===== Given records =====

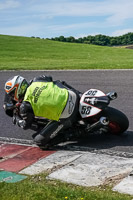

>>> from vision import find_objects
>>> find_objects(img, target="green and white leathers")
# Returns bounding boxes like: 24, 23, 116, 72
24, 82, 68, 121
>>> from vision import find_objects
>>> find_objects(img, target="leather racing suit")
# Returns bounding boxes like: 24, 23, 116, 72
3, 76, 79, 146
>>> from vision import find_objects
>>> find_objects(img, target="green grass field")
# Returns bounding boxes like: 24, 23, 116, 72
0, 174, 133, 200
0, 35, 133, 70
0, 35, 133, 200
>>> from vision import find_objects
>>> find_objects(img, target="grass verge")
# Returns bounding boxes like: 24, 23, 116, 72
0, 174, 133, 200
0, 35, 133, 70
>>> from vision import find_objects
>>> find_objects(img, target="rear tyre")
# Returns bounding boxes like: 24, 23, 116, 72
103, 107, 129, 135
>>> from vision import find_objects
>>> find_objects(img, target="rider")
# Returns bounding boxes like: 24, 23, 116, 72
3, 75, 79, 146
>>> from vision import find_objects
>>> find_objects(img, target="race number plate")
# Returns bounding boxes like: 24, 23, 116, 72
79, 89, 105, 118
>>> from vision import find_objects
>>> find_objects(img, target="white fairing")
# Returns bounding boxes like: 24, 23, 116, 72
79, 89, 106, 118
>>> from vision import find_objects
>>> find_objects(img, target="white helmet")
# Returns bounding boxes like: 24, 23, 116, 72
5, 75, 29, 101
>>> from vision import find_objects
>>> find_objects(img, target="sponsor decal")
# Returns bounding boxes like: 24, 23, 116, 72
32, 86, 46, 103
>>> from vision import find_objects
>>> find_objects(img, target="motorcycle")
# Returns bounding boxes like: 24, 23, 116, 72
31, 89, 129, 145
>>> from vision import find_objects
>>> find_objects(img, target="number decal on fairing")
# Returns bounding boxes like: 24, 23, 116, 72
81, 106, 92, 115
86, 90, 97, 96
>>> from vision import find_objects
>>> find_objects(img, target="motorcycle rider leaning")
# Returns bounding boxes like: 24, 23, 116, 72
3, 75, 79, 146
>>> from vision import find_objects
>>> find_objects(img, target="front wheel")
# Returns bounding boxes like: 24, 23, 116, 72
102, 107, 129, 135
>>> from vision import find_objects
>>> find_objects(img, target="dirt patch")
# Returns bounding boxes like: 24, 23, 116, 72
103, 173, 129, 186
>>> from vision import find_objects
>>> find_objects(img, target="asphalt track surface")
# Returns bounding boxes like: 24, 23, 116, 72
0, 70, 133, 157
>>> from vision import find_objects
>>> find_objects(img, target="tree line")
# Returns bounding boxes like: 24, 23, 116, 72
47, 33, 133, 46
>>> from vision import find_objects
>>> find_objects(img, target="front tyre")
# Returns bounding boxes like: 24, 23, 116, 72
103, 107, 129, 135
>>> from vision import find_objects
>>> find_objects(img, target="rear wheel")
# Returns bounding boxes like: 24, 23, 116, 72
103, 107, 129, 135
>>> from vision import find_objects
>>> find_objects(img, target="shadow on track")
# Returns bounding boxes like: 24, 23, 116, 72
52, 131, 133, 154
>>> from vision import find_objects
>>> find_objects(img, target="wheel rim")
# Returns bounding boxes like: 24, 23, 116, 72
108, 122, 121, 134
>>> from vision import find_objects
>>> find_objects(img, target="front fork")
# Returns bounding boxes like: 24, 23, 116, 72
86, 117, 109, 132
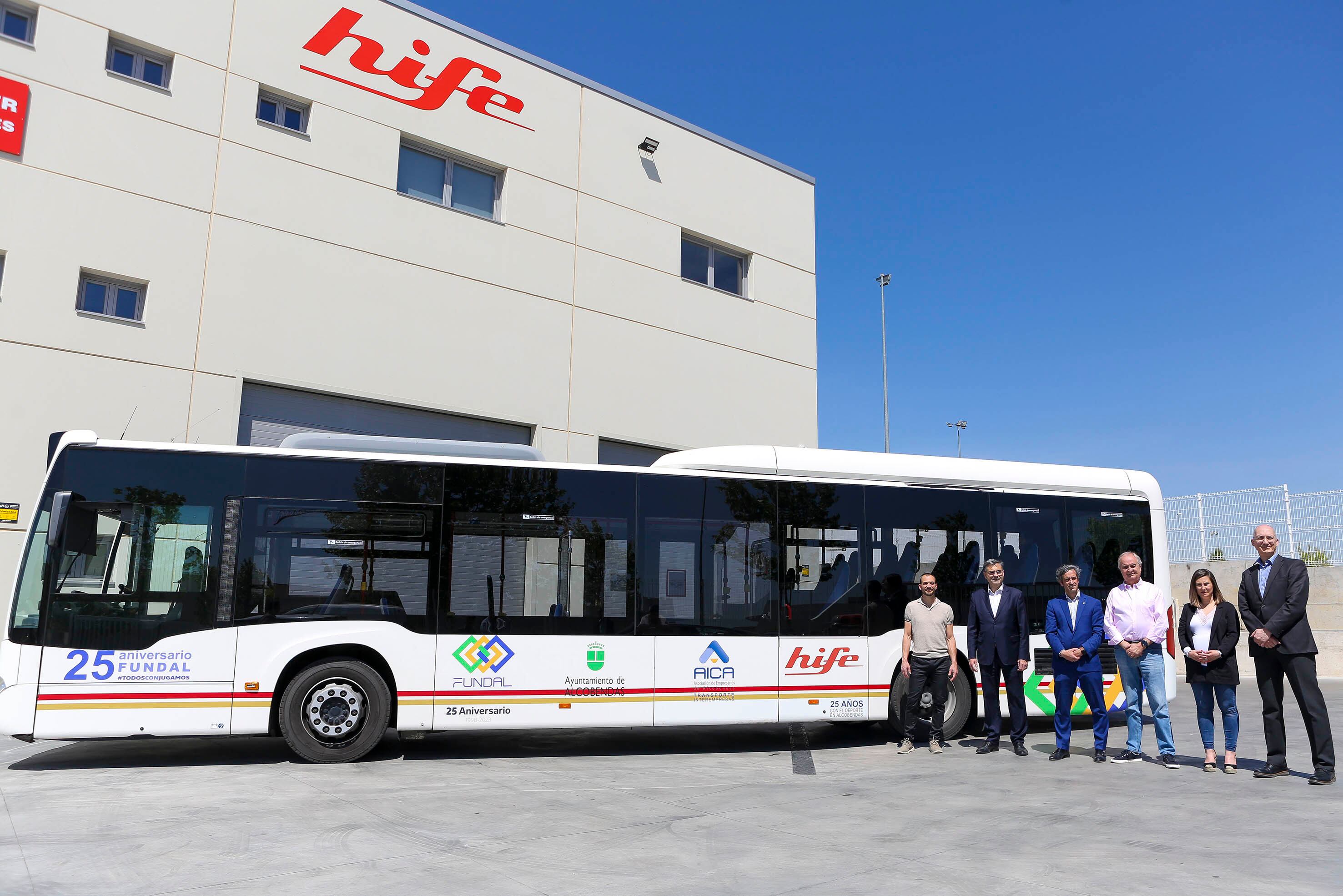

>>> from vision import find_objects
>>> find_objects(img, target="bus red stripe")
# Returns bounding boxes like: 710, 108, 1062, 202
38, 690, 275, 700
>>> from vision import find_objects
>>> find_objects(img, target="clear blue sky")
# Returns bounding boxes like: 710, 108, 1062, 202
428, 0, 1343, 494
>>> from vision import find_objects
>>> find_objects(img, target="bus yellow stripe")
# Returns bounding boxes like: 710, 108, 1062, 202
38, 700, 234, 710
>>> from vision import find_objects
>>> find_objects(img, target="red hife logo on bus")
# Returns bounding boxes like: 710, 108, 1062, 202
298, 7, 534, 130
783, 648, 861, 676
0, 78, 28, 156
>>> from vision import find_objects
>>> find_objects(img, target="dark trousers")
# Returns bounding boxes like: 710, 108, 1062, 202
979, 662, 1026, 744
904, 657, 951, 741
1254, 650, 1333, 770
1054, 669, 1109, 750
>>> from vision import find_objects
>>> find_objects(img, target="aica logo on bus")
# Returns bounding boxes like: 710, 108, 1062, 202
298, 7, 534, 130
694, 641, 737, 679
453, 634, 514, 688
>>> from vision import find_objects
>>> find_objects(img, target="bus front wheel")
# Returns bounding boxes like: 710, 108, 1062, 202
886, 661, 975, 740
279, 658, 392, 762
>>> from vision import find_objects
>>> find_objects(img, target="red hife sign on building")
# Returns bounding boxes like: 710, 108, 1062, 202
0, 78, 28, 156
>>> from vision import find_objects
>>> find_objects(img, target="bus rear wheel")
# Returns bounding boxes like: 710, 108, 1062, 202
886, 662, 975, 740
279, 659, 392, 763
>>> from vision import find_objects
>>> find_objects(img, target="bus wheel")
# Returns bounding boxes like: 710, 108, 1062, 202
885, 665, 975, 740
279, 659, 392, 762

=====

Set problem:
Copy all of the records above word for word, leaving out the pictures.

Expected answer:
>>> from vision import find_objects
>>> find_objects(img, target="green and white leathers")
# Returns bounding boxes like: 24, 23, 116, 72
24, 82, 68, 121
>>> from vision import find_objects
>>> find_objects(img, target="leather racing suit")
# Returns bounding boxes like: 24, 23, 116, 72
3, 76, 79, 146
>>> from vision import find_objects
>>> find_objects(img, target="green grass field")
# Returns bounding boxes like: 24, 23, 116, 72
0, 174, 133, 200
0, 35, 133, 70
0, 35, 133, 200
>>> from vision import find_objects
>>> find_objects(img, target="grass verge")
# Returns bounding boxes like: 24, 23, 116, 72
0, 174, 133, 200
0, 35, 133, 70
>>> from vision import find_objects
>>> find_objects(img, target="rear tyre")
# Returns bounding boxes like: 24, 23, 116, 72
103, 107, 129, 135
>>> from vision import find_objects
>>> find_objects(img, target="rider")
# Returns bounding boxes like: 24, 23, 116, 72
3, 75, 79, 146
>>> from vision import find_objects
>>> find_objects(img, target="race number plate")
# Returns bounding boxes like: 24, 23, 116, 72
79, 89, 105, 118
>>> from vision import find_objects
>>> find_objects(img, target="white fairing")
# Returns bounding boxes like: 24, 23, 116, 72
79, 89, 106, 118
>>> from vision import find_objects
>>> find_objects(img, target="white helmet")
# Returns bounding boxes like: 24, 23, 116, 72
5, 75, 29, 101
>>> from vision import find_objects
>>> find_objects(img, target="sponsor decal")
# Returns bounding boxes like: 24, 23, 116, 72
32, 86, 46, 103
>>> from vision import find_objects
>>> find_objects(img, target="motorcycle")
# Returns bounding boxes like: 24, 23, 116, 72
31, 89, 129, 145
>>> from vision import find_objects
>>> find_objects(img, target="number decal on fairing")
# Returns bounding boxes like: 24, 23, 116, 72
81, 106, 92, 115
86, 90, 97, 96
>>> from vision import find_objects
>>> find_objects(img, target="motorcycle rider leaning")
# Returns bounding boxes like: 24, 23, 116, 72
3, 75, 79, 146
>>> from vision import find_objects
>>> find_objects(img, target="front wheel")
# Returns bounding boxes like: 24, 23, 116, 72
102, 107, 129, 135
>>> from vision import find_objects
>>> find_objects(img, target="dirt patch")
# Returns bounding boxes like: 24, 23, 116, 72
103, 173, 129, 186
>>> from vision import find_objects
>>> find_objects(img, target="asphalt track surface")
# Returns bounding boxes like: 24, 23, 116, 72
0, 70, 133, 157
>>> from vision import find_objects
>>> find_objects(img, target="tree line")
# Returns bounding boxes like: 24, 23, 116, 72
47, 33, 133, 46
>>> from vision import find_objects
>>> find_objects(img, target="front tyre")
# Returns bounding boxes like: 24, 23, 116, 72
103, 107, 129, 135
>>> from vision import find_objects
>>> find_objects(img, target="rear wheel")
# Returns bounding boxes like: 24, 23, 116, 72
103, 107, 129, 135
>>> from vision import find_objects
>>> find_objects(img, target="shadow on track")
# Returns bounding boxes like: 24, 23, 116, 72
52, 131, 133, 154
>>> from vision import find_objects
>>> find_objects(img, target="wheel rim")
# Returns bounding boxes like: 24, 23, 116, 72
108, 122, 121, 134
>>> from vision import find_objects
>>> find_objects(img, target="front fork")
# Returns bounding boxes like: 24, 23, 116, 72
86, 117, 109, 132

>>> from vision import find_objects
>>> find_objects(img, target="bus red stripe")
# Returns bounding boxes like: 710, 108, 1062, 202
38, 690, 275, 700
>>> from vision import find_objects
>>> find_objects(img, target="clear blue sky")
# Returns bounding boxes like: 710, 108, 1062, 202
428, 0, 1343, 494
>>> from vision import find_objects
>>> find_objects(img, target="bus yellow stripe")
# Returns bounding boxes like: 710, 108, 1062, 202
38, 700, 234, 710
>>> from vision import find_objects
>>> find_objects(img, target="red hife logo on bus")
# Returns bounding boxes like: 710, 108, 1062, 202
298, 7, 534, 130
783, 648, 861, 676
0, 78, 28, 156
>>> from vision import find_objects
>>> find_objects(img, target="dark trousers")
# Returns bounding boxes like: 710, 108, 1062, 202
979, 662, 1026, 744
904, 657, 951, 741
1254, 650, 1333, 770
1054, 669, 1109, 750
>>> from vision import find_objects
>>> find_objects(img, target="aica logo on bus")
# Returns bounding boxes like: 710, 108, 1062, 202
298, 7, 534, 130
694, 641, 737, 679
453, 634, 514, 688
>>> from vision import find_objects
>>> find_objects(img, target="bus front wheel")
# Returns bounding boxes like: 710, 108, 1062, 202
886, 661, 975, 740
279, 658, 392, 762
>>> from vision import find_objects
>>> find_objects(img, target="red hife sign on building")
# Returns bounding boxes like: 710, 108, 1062, 202
0, 78, 28, 156
>>> from vision import find_objects
>>> find_objects(img, target="bus rear wheel")
# Returns bounding boxes like: 710, 108, 1062, 202
886, 662, 975, 740
279, 659, 392, 763
>>> from vision import find_objects
>>> find_objects(img, target="bus wheel")
# Returns bounding boxes like: 710, 108, 1062, 202
885, 665, 975, 740
279, 659, 392, 762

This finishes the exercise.